## TASK TO CARRY OUT
Copy every record below word for word, leaving out the pictures.

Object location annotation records
● ● ● ● ●
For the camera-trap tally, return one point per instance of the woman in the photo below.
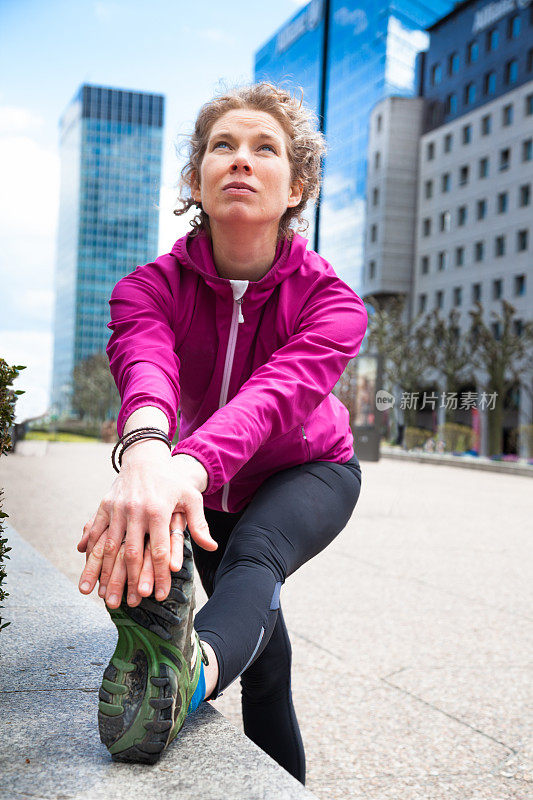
(247, 332)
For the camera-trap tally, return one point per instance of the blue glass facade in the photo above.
(372, 54)
(111, 149)
(478, 52)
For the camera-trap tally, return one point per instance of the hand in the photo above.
(150, 488)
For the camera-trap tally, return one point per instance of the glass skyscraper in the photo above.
(111, 149)
(372, 51)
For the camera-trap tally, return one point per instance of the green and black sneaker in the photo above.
(149, 682)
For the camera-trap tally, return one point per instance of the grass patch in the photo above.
(49, 436)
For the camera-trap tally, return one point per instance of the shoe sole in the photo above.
(142, 705)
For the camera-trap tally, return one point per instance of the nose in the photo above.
(241, 162)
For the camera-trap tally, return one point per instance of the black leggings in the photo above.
(293, 515)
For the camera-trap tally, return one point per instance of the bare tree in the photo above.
(95, 396)
(503, 356)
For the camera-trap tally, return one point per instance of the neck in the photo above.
(244, 254)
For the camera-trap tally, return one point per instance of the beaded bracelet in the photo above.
(142, 433)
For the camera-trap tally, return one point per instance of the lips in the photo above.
(239, 185)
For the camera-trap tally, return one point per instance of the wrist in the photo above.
(197, 470)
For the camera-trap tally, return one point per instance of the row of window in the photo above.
(492, 38)
(500, 247)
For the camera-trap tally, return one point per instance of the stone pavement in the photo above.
(411, 632)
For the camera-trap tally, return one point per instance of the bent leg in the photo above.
(267, 709)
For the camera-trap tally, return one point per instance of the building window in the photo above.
(436, 74)
(489, 83)
(505, 159)
(519, 285)
(511, 71)
(502, 202)
(451, 103)
(472, 52)
(483, 167)
(524, 195)
(513, 27)
(507, 115)
(499, 246)
(453, 63)
(486, 124)
(470, 93)
(445, 221)
(491, 40)
(521, 240)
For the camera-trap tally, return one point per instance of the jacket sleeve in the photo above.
(141, 351)
(281, 393)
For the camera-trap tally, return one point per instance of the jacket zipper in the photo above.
(306, 441)
(237, 317)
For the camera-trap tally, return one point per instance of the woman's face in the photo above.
(247, 148)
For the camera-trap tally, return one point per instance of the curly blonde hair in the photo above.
(305, 148)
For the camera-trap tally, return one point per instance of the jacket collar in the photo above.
(196, 253)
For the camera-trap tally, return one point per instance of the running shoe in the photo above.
(149, 682)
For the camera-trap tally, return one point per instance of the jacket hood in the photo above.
(196, 253)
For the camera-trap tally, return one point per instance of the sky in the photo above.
(47, 50)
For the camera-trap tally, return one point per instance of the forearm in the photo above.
(150, 416)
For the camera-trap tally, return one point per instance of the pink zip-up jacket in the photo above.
(250, 364)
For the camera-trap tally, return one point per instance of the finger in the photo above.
(196, 521)
(158, 527)
(101, 522)
(117, 580)
(178, 522)
(82, 544)
(146, 578)
(133, 555)
(115, 537)
(92, 568)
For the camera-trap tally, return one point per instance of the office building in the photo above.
(111, 149)
(370, 54)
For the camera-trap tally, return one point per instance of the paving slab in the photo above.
(53, 654)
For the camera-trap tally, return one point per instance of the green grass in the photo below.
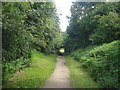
(34, 76)
(79, 78)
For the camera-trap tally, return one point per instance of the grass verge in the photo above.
(34, 76)
(79, 78)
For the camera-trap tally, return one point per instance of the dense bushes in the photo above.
(27, 26)
(102, 62)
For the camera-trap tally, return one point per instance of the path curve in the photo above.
(60, 77)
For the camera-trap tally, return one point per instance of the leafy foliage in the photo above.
(93, 39)
(27, 26)
(102, 62)
(92, 24)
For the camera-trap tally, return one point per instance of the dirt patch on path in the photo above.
(60, 77)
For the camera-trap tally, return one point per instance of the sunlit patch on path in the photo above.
(60, 77)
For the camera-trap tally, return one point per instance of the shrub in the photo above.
(102, 63)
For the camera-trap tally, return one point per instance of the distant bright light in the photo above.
(63, 8)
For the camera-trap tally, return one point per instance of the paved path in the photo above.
(60, 77)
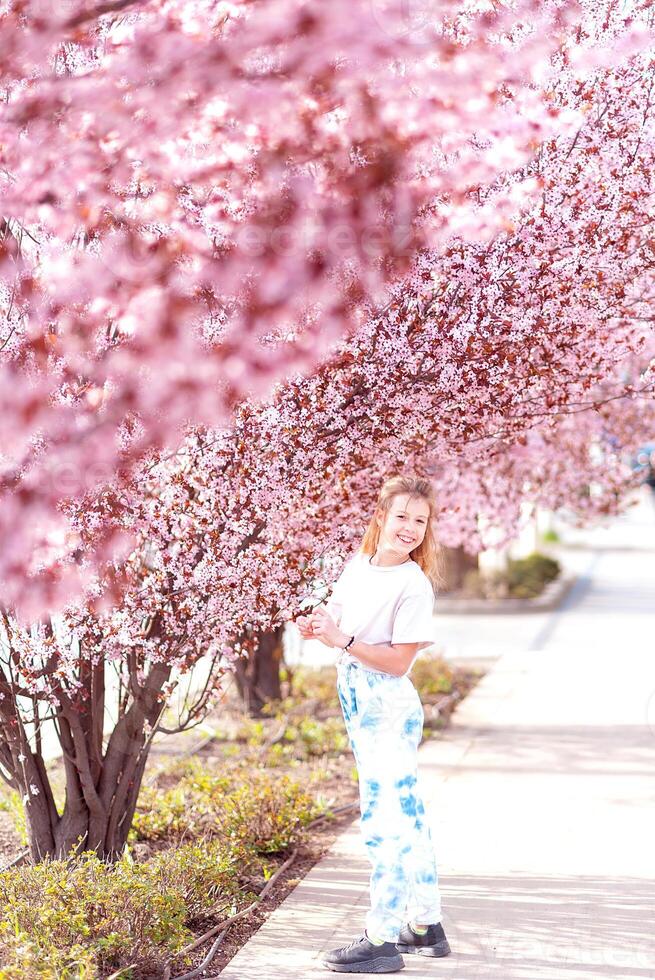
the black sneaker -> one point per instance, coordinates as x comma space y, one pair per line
433, 943
363, 956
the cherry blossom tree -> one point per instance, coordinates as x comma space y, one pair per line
200, 198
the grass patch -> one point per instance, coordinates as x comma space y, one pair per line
208, 832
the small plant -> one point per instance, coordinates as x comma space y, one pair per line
431, 675
251, 808
524, 578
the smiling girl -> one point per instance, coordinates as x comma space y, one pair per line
380, 616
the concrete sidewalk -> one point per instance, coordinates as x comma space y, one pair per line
542, 800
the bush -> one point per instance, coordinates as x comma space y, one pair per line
247, 807
524, 578
527, 577
84, 918
431, 675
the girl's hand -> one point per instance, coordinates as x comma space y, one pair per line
325, 629
304, 627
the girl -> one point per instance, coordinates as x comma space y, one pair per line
380, 616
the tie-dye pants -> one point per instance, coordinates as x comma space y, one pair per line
384, 720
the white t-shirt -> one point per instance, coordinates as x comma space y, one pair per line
383, 604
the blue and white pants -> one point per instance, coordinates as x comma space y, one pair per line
384, 720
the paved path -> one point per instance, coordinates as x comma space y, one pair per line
542, 799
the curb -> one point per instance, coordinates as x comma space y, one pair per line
549, 599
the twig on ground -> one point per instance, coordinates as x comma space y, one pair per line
239, 915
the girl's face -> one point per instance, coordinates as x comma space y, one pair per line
405, 525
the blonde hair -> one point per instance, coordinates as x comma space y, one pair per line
427, 554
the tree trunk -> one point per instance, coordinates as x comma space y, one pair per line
258, 676
456, 563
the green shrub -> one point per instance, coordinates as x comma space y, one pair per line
85, 918
249, 807
526, 577
431, 675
● ● ● ● ●
## EXERCISE SOLUTION
For the camera-trap tally, return one point per instance of the woman in the photo below.
(247, 332)
For the camera-trap tally, return one point per instance of the blue glass facade in the photo above.
(372, 54)
(111, 149)
(478, 52)
For the camera-trap tally, return one point per instance of the hand in the photo above.
(150, 488)
For the camera-trap tally, return one point per instance of the glass skyscraper in the photo above.
(111, 149)
(372, 51)
For the camera-trap tally, return one point per instance of the green and black sneaker in the photo above.
(149, 682)
For the camera-trap tally, return one point per instance of the grass patch in the photo above.
(49, 436)
For the camera-trap tally, return one point per instance of the shoe sole in the photo above.
(142, 705)
For the camera-trap tally, return one point per instance of the nose in the photo above.
(241, 162)
For the camera-trap tally, return one point per instance of the black leggings in the photo above.
(293, 515)
For the camera-trap tally, return one point per instance of the bare tree in the photo above.
(95, 396)
(503, 356)
For the camera-trap tally, return one point per instance of the neck in the photo above.
(244, 254)
For the camera-trap tally, return one point per instance of the beaded bracelet in the photo above.
(142, 433)
For the camera-trap tally, return one point per instance of the lips in the photo above.
(239, 185)
For the camera-trap tally, return one point per instance of the wrist in the photo above.
(197, 470)
For the camera-trap tally, return one point per instance of the row of window in the photo above.
(492, 38)
(500, 247)
For the camera-trap tally, return one point per instance of the stone pavement in the photo above.
(411, 632)
For the camera-trap tally, return one point per instance of the bent leg in the photo above.
(267, 709)
For the camera-trap tally, return one point per instance of the building window in the photo above.
(436, 74)
(489, 83)
(505, 159)
(519, 285)
(511, 71)
(502, 202)
(451, 103)
(472, 52)
(483, 167)
(524, 195)
(513, 27)
(507, 115)
(499, 246)
(453, 63)
(486, 124)
(470, 93)
(445, 221)
(491, 40)
(521, 240)
For the camera-trap tally, return one point per instance of the jacket sleeve in the photo above.
(141, 351)
(281, 393)
For the camera-trap tally, return one point per instance of the jacket zipper in the photo above.
(306, 441)
(237, 317)
For the camera-trap tally, return one point per instance of the woman's face in the photo above.
(247, 148)
For the camera-trap tally, return one point per instance of the curly blonde hair in the photo above.
(305, 148)
For the camera-trap tally, return one point per instance of the jacket collar in the photo above.
(196, 253)
For the camera-trap tally, return one point per instance of the running shoe in the photo above.
(149, 682)
For the camera-trap tally, return one point per instance of the jacket hood in the photo above.
(196, 253)
For the camera-trap tally, return one point per instance of the sky in the photo above.
(47, 50)
For the camera-trap tally, return one point per instance of the forearm in the photo above.
(150, 416)
For the camera-trap tally, return one point per instance of the pink zip-up jacket in the photo above.
(250, 364)
For the camera-trap tally, return one point per instance of the finger in the photo above.
(196, 521)
(158, 527)
(101, 522)
(117, 580)
(178, 522)
(82, 544)
(146, 578)
(133, 555)
(115, 537)
(92, 568)
For the camera-trap tally, return one point per instance of the office building in the photo above.
(111, 149)
(370, 54)
For the camera-trap tally, return one point per instance of the paving slab in the photo above.
(53, 654)
For the camera-trap tally, return one point per instance of the green grass in the photo below.
(34, 76)
(79, 78)
For the camera-trap tally, return one point per instance of the grass verge in the photo above.
(34, 76)
(79, 78)
For the camera-trap tally, return one point per instance of the dense bushes in the photo above.
(27, 26)
(102, 62)
For the camera-trap tally, return one point per instance of the path curve in the photo above.
(60, 77)
For the camera-trap tally, return one point per instance of the leafy foliage in the photo above.
(93, 39)
(27, 26)
(102, 62)
(92, 24)
For the camera-trap tally, return one point per instance of the dirt patch on path in the photo above.
(60, 77)
For the camera-trap tally, return one point per instance of the sunlit patch on path in the photo above.
(60, 77)
For the camera-trap tally, return one point per instance of the shrub in the photo above.
(102, 63)
For the camera-trap tally, return one point per instance of the distant bright light in the photo above.
(63, 8)
For the camera-trap tally, return one point per instance of the paved path in the photo above.
(60, 77)
the black sneaker -> one point per instance, coordinates as x comma space y, one pair per line
433, 943
363, 956
the cherry blossom tree -> one point per instance, coordinates as x comma space y, one pair per line
200, 198
the grass patch -> one point per instance, coordinates as x comma space y, one pair per line
208, 832
the small plant -> one point per instance, coordinates as x comma space y, one pair per line
431, 675
251, 808
524, 578
the smiling girl -> one point per instance, coordinates as x comma space y, one pair per line
380, 616
the concrete sidewalk -> one point per instance, coordinates as x comma space y, one pair per line
542, 800
the bush -> one point per instance, coordinates as x comma space y, one pair per line
247, 807
524, 578
527, 577
84, 918
431, 675
the girl's hand -> one point per instance, coordinates as x comma space y, one pair per line
325, 629
304, 627
the girl -> one point per instance, coordinates as x comma space y, one pair per line
380, 616
the tie-dye pants -> one point per instance, coordinates as x comma space y, one pair per line
384, 720
the white t-shirt -> one point per instance, coordinates as x comma space y, one pair per line
383, 604
the blue and white pants -> one point per instance, coordinates as x comma space y, one pair per line
384, 720
the paved path -> one point per instance, coordinates as x comma space y, one pair per line
542, 799
the curb -> one point per instance, coordinates as x comma space y, one pair per line
549, 599
the twig on ground -> one point per instance, coordinates as x comma space y, one pair per line
239, 915
the girl's face -> one point per instance, coordinates as x comma space y, one pair per line
405, 525
the blonde hair -> one point per instance, coordinates as x comma space y, one pair per line
427, 554
the tree trunk -> one point per instance, coordinates as x comma space y, one pair per line
258, 676
456, 563
the green shrub -> one point per instance, coordinates as x comma space y, one pair per line
85, 918
249, 807
526, 577
431, 675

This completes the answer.